Work to be completed: Omit the images, then print each record below exactly as it reads.

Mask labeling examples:
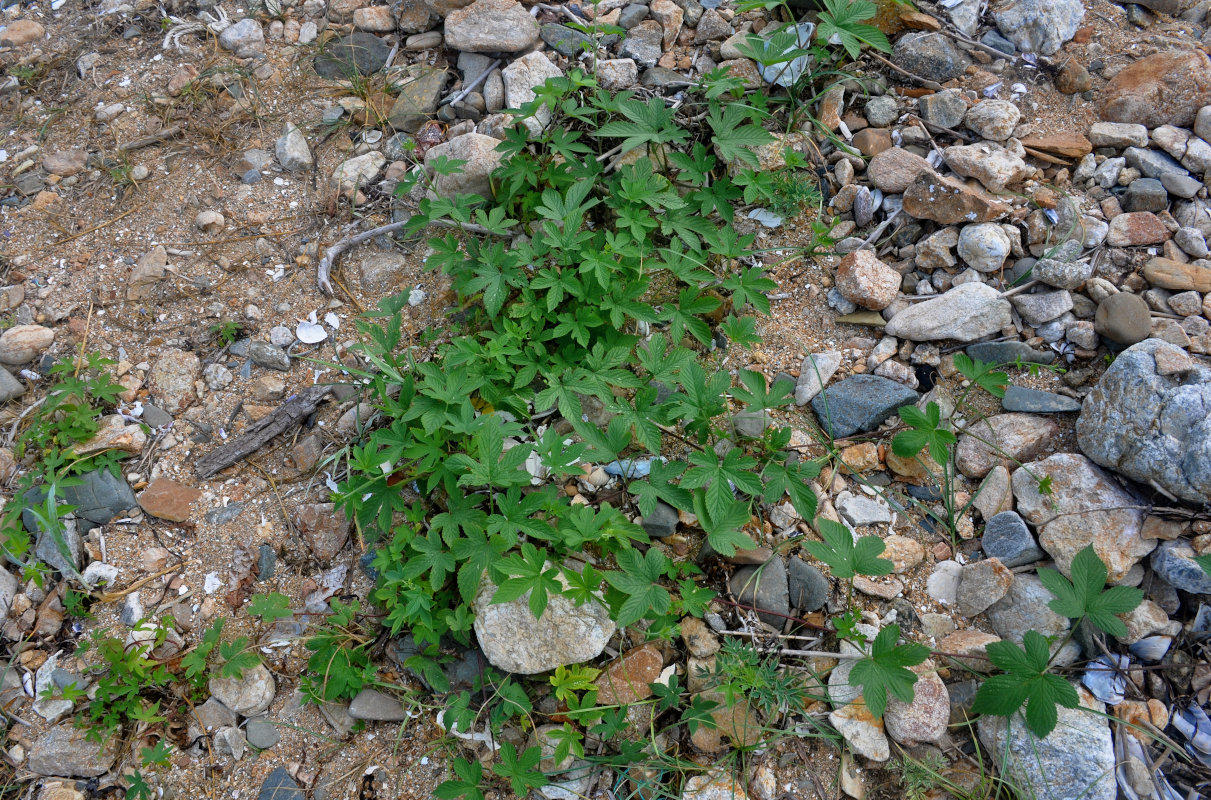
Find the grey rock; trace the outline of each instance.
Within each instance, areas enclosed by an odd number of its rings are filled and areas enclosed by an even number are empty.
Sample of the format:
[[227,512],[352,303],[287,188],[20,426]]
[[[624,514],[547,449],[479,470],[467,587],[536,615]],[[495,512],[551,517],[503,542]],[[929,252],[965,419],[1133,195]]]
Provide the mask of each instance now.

Solution to this exercise:
Find the grey rock; trace the outline of each instance.
Within each instance, areas enclosed by an odd number of its rings are filled and areas enclosed by an even number are empty.
Sample of the format:
[[227,512],[352,303],[287,188],[20,426]]
[[[624,514],[547,449],[479,470],[467,587],[536,615]],[[495,512],[551,517],[503,542]],[[929,252],[965,419],[1133,195]]]
Provide the mask of each instance now.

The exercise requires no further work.